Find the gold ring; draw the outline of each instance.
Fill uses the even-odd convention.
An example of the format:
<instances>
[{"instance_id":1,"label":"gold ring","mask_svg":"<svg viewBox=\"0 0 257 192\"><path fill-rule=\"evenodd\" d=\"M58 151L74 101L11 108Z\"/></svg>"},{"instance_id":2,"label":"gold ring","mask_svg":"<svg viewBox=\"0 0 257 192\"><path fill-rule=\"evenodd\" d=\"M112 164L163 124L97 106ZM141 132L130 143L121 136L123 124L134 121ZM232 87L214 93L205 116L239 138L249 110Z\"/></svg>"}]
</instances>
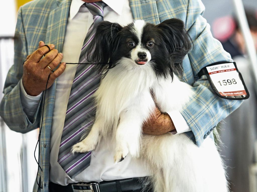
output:
<instances>
[{"instance_id":1,"label":"gold ring","mask_svg":"<svg viewBox=\"0 0 257 192\"><path fill-rule=\"evenodd\" d=\"M49 66L48 66L48 65L47 66L47 67L48 67L48 68L49 68L49 69L50 69L50 70L51 70L51 71L52 71L52 70L52 70L52 69L51 69L51 67L49 67Z\"/></svg>"}]
</instances>

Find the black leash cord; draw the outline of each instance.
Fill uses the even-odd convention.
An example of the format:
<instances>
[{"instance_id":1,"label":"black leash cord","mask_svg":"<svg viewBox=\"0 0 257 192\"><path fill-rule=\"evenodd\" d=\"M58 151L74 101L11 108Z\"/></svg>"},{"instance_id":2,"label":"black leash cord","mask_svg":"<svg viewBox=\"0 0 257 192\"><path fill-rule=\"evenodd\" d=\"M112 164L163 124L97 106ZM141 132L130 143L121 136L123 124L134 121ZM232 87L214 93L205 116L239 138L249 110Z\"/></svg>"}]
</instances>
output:
<instances>
[{"instance_id":1,"label":"black leash cord","mask_svg":"<svg viewBox=\"0 0 257 192\"><path fill-rule=\"evenodd\" d=\"M48 81L49 80L49 78L50 78L50 75L51 74L50 73L49 74L49 75L48 76L48 78L47 78L47 82L46 85L45 86L45 90L44 95L44 100L43 101L43 109L42 112L42 119L41 120L41 125L40 126L40 128L39 129L39 133L38 134L38 142L36 143L36 147L35 148L35 151L34 152L34 157L38 165L38 172L36 173L36 183L39 186L41 189L43 189L43 188L41 187L41 186L39 185L39 184L38 183L38 172L39 170L39 168L40 168L40 169L41 169L41 172L43 171L42 170L42 168L40 167L40 165L39 165L39 158L40 157L40 137L41 136L41 131L42 130L42 127L43 124L43 117L44 115L44 109L45 108L45 95L46 94L46 91L47 89L47 85L48 84ZM38 147L38 161L36 160L36 158L35 154L36 153L36 147L38 146L38 144L39 143L39 145Z\"/></svg>"}]
</instances>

**WRITTEN REQUEST**:
Write out all the records again, switching "outline" to "boundary" and changing nothing else. Leave the pictures out.

**CORRECT RESULT**:
Find the gold ring; draw the boundary of each instance.
Fill uses the even-odd convention.
An example of the format:
<instances>
[{"instance_id":1,"label":"gold ring","mask_svg":"<svg viewBox=\"0 0 257 192\"><path fill-rule=\"evenodd\" d=\"M58 151L74 101L11 108Z\"/></svg>"},{"instance_id":2,"label":"gold ring","mask_svg":"<svg viewBox=\"0 0 257 192\"><path fill-rule=\"evenodd\" d=\"M112 164L163 124L97 106ZM141 132L130 143L121 136L123 124L134 121ZM232 87L214 93L205 116L239 138L249 110Z\"/></svg>"}]
</instances>
output:
<instances>
[{"instance_id":1,"label":"gold ring","mask_svg":"<svg viewBox=\"0 0 257 192\"><path fill-rule=\"evenodd\" d=\"M49 66L48 66L48 65L47 66L47 67L48 67L48 68L49 68L49 69L50 69L50 70L51 70L51 71L52 71L52 70L52 70L52 69L51 69L51 67L49 67Z\"/></svg>"}]
</instances>

Find the black leash cord; draw the boundary of each instance.
Fill uses the even-odd convention.
An example of the format:
<instances>
[{"instance_id":1,"label":"black leash cord","mask_svg":"<svg viewBox=\"0 0 257 192\"><path fill-rule=\"evenodd\" d=\"M58 151L74 101L11 108Z\"/></svg>"},{"instance_id":2,"label":"black leash cord","mask_svg":"<svg viewBox=\"0 0 257 192\"><path fill-rule=\"evenodd\" d=\"M112 164L163 124L97 106ZM141 132L130 143L121 136L123 124L134 121ZM232 87L214 93L205 116L239 138L249 110Z\"/></svg>"}]
</instances>
output:
<instances>
[{"instance_id":1,"label":"black leash cord","mask_svg":"<svg viewBox=\"0 0 257 192\"><path fill-rule=\"evenodd\" d=\"M48 81L49 80L49 78L50 78L50 75L51 74L50 73L49 74L49 75L48 76L48 78L47 78L47 82L46 85L45 86L45 90L44 95L44 100L43 101L43 109L42 112L42 119L41 120L41 125L40 126L40 128L39 129L39 133L38 134L38 142L36 143L36 147L35 148L35 151L34 152L34 157L38 165L38 172L36 173L36 183L39 186L41 189L43 189L43 188L41 187L41 186L39 185L39 184L38 183L38 172L39 170L39 168L40 168L40 169L41 169L41 172L43 171L42 170L42 168L40 167L40 165L39 165L39 158L40 157L40 137L41 136L41 131L42 130L42 127L43 124L43 117L44 115L44 109L45 108L45 95L46 94L46 91L47 89L47 85L48 84ZM38 147L38 161L36 160L36 158L35 154L36 153L36 147L38 146L38 144L39 143L39 145Z\"/></svg>"}]
</instances>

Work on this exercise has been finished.